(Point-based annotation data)
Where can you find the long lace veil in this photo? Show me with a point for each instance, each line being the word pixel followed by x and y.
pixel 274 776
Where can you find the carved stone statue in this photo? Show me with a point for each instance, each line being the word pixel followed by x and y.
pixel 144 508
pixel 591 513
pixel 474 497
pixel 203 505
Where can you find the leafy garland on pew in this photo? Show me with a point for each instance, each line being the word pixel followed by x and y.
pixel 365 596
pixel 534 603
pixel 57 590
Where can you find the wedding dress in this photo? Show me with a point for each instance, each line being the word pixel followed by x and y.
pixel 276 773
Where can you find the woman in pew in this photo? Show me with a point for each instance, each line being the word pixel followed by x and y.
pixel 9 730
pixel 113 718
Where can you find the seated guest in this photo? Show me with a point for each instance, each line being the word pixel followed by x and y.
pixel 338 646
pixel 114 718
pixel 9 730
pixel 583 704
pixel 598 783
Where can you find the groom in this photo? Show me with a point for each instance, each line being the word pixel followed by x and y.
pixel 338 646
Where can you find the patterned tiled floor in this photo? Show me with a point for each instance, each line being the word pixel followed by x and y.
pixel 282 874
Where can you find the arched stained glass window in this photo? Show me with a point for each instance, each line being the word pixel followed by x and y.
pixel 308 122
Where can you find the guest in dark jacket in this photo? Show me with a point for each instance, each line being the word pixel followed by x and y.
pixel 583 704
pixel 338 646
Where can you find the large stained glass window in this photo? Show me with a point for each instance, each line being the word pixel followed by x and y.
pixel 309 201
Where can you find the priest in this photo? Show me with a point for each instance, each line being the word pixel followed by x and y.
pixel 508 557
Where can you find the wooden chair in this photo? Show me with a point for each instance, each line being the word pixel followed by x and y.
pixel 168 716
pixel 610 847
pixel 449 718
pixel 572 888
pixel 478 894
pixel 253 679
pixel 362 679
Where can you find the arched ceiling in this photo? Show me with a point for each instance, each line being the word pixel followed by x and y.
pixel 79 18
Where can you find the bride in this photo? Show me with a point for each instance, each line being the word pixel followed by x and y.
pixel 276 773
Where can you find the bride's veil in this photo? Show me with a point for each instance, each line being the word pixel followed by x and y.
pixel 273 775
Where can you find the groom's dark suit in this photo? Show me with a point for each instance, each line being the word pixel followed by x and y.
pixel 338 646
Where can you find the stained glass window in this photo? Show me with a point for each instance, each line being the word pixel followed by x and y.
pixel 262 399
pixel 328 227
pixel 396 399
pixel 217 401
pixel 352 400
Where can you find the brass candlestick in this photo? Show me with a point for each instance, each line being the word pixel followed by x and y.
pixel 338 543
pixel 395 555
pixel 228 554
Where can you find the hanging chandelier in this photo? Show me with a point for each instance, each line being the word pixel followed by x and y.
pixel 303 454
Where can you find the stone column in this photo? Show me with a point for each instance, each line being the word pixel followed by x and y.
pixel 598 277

Exercise prompt. Repeat word for word the part of the items that starts at the line containing "Where can you find the stained" and runs through the last line of the items.

Full answer.
Where can you find the stained glass window in this photo? Show me with a point for each instance, each line being the word pixel followed by x and y.
pixel 262 399
pixel 328 227
pixel 396 399
pixel 217 401
pixel 352 400
Where can you find the brass candlestick in this photo? Show me with a point for each instance, each line being the word pixel followed by x and y.
pixel 338 543
pixel 395 555
pixel 228 554
Where can you find the hanging chandelier in this photo? Show me with a point for each instance, each line being the word pixel followed by x and y.
pixel 303 454
Where can you find the stone column in this photo? Show me with a point for each instance, each line being the word pixel followed by x and y.
pixel 598 277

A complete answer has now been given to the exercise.